▸ **Goal of the exercise**: Write the data out verbatim.

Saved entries
<<<<

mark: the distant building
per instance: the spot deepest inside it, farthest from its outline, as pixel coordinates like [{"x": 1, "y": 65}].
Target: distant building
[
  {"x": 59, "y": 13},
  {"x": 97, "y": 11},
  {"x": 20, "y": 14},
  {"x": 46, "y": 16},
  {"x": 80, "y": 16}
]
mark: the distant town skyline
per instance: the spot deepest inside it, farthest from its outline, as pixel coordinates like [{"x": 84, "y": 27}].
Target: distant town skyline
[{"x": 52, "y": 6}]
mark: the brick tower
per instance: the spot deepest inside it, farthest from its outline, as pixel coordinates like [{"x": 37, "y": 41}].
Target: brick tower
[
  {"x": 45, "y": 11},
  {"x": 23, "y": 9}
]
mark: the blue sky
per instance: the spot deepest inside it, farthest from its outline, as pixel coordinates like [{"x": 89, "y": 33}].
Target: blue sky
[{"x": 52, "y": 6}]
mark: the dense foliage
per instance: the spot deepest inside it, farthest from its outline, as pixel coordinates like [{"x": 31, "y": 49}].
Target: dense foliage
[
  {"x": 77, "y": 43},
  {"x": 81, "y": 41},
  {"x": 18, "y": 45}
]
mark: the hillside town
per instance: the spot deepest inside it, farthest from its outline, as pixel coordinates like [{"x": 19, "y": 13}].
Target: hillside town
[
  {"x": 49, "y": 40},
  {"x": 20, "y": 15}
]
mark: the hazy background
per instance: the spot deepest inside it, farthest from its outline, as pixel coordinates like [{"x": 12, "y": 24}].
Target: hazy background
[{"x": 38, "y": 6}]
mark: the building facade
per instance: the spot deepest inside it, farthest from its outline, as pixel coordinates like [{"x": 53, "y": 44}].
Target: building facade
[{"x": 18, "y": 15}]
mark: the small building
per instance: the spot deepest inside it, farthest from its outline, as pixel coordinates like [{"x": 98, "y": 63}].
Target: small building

>>>>

▸ **Exercise answer**:
mark: the distant building
per instance: the spot deepest inside it, farthest from its outline, as pixel coordinates like [{"x": 1, "y": 65}].
Target: distant building
[
  {"x": 59, "y": 13},
  {"x": 97, "y": 11},
  {"x": 20, "y": 14},
  {"x": 46, "y": 16},
  {"x": 80, "y": 16}
]
mark: the distant town skyline
per instance: the spot deepest inside it, farthest from its outline, as pixel coordinates like [{"x": 84, "y": 27}].
Target: distant town skyline
[{"x": 52, "y": 6}]
mark: the brick tower
per instance: the spot deepest inside it, farthest from its outline, as pixel coordinates like [{"x": 37, "y": 41}].
Target: brick tower
[
  {"x": 45, "y": 11},
  {"x": 23, "y": 9}
]
mark: the blue sky
per instance: the spot deepest inside it, farthest from its outline, as pixel coordinates like [{"x": 89, "y": 33}].
Target: blue sky
[{"x": 52, "y": 6}]
mark: the dense foliage
per instance: the spot deepest inside it, farthest from its outline, as pixel coordinates like [{"x": 31, "y": 49}].
Target: dense foliage
[
  {"x": 77, "y": 43},
  {"x": 81, "y": 41},
  {"x": 18, "y": 45}
]
mark: the hillside town
per instance: the spot deepest inside it, farthest from its outline, as pixel coordinates like [{"x": 19, "y": 13}].
Target: hillside town
[
  {"x": 49, "y": 40},
  {"x": 20, "y": 15}
]
mark: the hazy background
per instance: the spot deepest inside it, farthest from its outline, as pixel coordinates like [{"x": 12, "y": 24}].
Target: hazy background
[{"x": 38, "y": 6}]
mark: the building facade
per instance: the spot deepest inside it, farthest from its outline, as pixel coordinates like [{"x": 53, "y": 44}].
Target: building facade
[{"x": 18, "y": 15}]
mark: the small building
per instance: the spot deepest inside it, farthest from its outline, as pixel coordinates like [{"x": 98, "y": 63}].
Target: small building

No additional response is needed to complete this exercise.